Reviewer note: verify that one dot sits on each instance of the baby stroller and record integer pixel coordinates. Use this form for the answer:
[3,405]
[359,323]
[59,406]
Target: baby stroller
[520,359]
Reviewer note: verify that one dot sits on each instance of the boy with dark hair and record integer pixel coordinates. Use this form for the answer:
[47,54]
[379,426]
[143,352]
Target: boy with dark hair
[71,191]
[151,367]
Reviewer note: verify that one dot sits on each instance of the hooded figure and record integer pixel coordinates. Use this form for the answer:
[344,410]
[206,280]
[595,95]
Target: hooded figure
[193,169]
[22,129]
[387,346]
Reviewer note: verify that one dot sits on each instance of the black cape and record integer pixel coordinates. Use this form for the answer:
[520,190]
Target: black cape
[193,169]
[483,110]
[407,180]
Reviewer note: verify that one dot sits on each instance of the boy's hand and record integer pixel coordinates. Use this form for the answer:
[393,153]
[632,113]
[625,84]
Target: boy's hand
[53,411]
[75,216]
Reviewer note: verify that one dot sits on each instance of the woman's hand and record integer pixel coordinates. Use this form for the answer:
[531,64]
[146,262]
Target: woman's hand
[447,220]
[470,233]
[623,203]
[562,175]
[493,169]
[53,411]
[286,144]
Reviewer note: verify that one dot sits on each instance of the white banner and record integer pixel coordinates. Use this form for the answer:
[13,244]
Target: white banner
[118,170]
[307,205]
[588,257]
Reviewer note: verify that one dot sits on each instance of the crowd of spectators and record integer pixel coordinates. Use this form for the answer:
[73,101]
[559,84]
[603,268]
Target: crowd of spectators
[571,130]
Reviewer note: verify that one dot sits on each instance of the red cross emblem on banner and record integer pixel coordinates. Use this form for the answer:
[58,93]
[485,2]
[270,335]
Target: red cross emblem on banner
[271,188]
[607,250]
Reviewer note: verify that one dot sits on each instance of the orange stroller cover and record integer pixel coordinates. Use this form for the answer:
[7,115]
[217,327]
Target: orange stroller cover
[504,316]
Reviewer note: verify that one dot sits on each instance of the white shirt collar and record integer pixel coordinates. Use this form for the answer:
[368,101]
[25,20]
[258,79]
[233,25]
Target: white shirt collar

::::::::::

> Your task
Every entry must be set down again exactly as it reads.

> Solution to the exercise
Reviewer note: verify that one dot sits on each instance of the baby stroller and record integer pixel coordinates. Use this form for the answer:
[3,405]
[359,323]
[59,406]
Target: baby stroller
[520,359]
Reviewer note: verify that one dot sits on each instance of the boy with dark hair and record integer pixel coordinates. Use this form for the answer:
[47,54]
[379,426]
[143,352]
Target: boy with dark hair
[71,191]
[151,367]
Reviewer note: verify that one dot sits on each instance of the hooded figure and record integer pixel coordinates. Use this form for the answer:
[344,410]
[206,280]
[595,95]
Target: hooded figure
[193,169]
[22,129]
[387,346]
Reviewer note: verify that one dot sits on each instance of the black cape and record integer pixel coordinates. Use this form for the answer:
[520,190]
Target: black cape
[193,169]
[483,110]
[407,180]
Reviewer note: verify that one dot sits on each instance of the boy's hand and record integer pixel coordinates. Use this form for the answer:
[393,153]
[632,113]
[625,84]
Target: boy's hand
[53,411]
[75,216]
Reviewer note: verify that one dot sits on each instance of the woman's hand and record integer pixel coordinates. Use this form for the answer:
[531,64]
[146,262]
Target: woman's hand
[447,220]
[470,233]
[623,203]
[562,175]
[493,169]
[53,411]
[286,144]
Reviewer note: verify that one dot sits on each instance of the white banner and record integer pixel coordinates. Use this form for the answer:
[13,244]
Target: white banner
[118,170]
[307,205]
[588,257]
Reviewer note: verify that one dot sits on each instance of the crowd of spectators and record integer pixel coordinates. Use this form for the answer:
[73,101]
[559,84]
[603,268]
Target: crowd of spectators
[571,130]
Reviewer note: verify that one dot sits on each instance of the red cross emblem on banner and record integer pixel coordinates. Use this form for the answer:
[58,93]
[485,2]
[270,335]
Target: red cross emblem on banner
[271,188]
[607,250]
Reviewer note: verify that one dot sits on each instance of the orange stroller cover and record integer pixel coordinates. Use this form for the answer:
[7,115]
[217,327]
Target: orange stroller cover
[504,316]
Reviewer note: verify that one dot sits on each instance of the white shirt collar and record integer pixel coordinates. Use this form for the answer:
[368,101]
[25,20]
[258,79]
[233,25]
Target: white shirt collar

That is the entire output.